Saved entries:

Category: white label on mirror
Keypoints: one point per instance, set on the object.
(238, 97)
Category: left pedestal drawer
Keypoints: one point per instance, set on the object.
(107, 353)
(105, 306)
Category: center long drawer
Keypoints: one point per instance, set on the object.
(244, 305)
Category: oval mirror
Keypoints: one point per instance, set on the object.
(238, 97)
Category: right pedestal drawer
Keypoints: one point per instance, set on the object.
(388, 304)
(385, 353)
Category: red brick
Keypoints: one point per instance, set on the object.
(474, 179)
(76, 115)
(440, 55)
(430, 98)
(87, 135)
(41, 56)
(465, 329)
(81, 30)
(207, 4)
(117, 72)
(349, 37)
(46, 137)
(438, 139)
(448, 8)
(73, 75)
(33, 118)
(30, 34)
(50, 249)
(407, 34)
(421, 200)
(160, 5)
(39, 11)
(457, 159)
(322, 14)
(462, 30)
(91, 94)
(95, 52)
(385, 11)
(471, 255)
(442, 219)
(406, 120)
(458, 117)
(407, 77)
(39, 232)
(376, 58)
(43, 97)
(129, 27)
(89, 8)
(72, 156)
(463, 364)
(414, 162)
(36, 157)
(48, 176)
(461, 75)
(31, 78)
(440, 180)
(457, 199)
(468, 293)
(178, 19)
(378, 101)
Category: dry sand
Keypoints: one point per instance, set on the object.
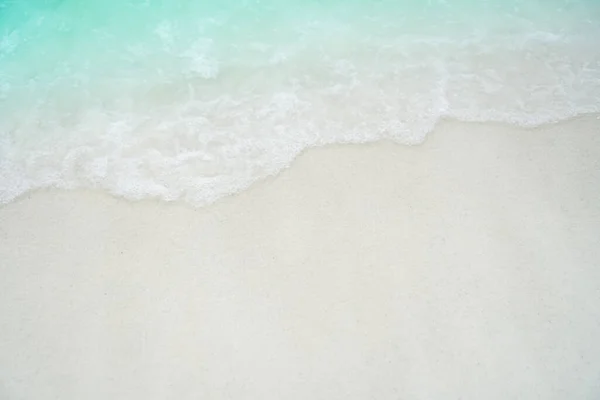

Task description
A verbatim copy of the entries, without the pictures, is what this task requires.

Written response
Category: white label on mirror
Keypoints: one point per instance, set on the object.
(238, 97)
Category: left pedestal drawer
Keypoints: one point per instance, set on the object.
(107, 353)
(105, 306)
Category: center long drawer
Keypoints: one point per instance, set on the object.
(244, 305)
Category: oval mirror
Keypoints: one point per instance, set on the object.
(238, 97)
Category: right pedestal drawer
Keypoints: one point per instance, set on the object.
(388, 304)
(385, 353)
Category: red brick
Keypoints: one point per instance, set on the object.
(474, 179)
(76, 115)
(440, 55)
(430, 98)
(87, 135)
(41, 56)
(465, 329)
(81, 30)
(207, 4)
(117, 72)
(349, 37)
(46, 137)
(438, 139)
(448, 8)
(73, 75)
(33, 118)
(30, 34)
(50, 249)
(407, 34)
(421, 200)
(160, 5)
(39, 11)
(457, 159)
(322, 14)
(462, 30)
(91, 94)
(95, 52)
(385, 11)
(471, 255)
(442, 219)
(406, 120)
(458, 117)
(407, 77)
(39, 232)
(376, 58)
(43, 97)
(129, 27)
(89, 8)
(72, 156)
(463, 364)
(414, 162)
(36, 157)
(48, 176)
(461, 75)
(31, 78)
(440, 180)
(457, 199)
(468, 293)
(178, 19)
(378, 101)
Category: dry sand
Keypoints: one point per instance, set on the object.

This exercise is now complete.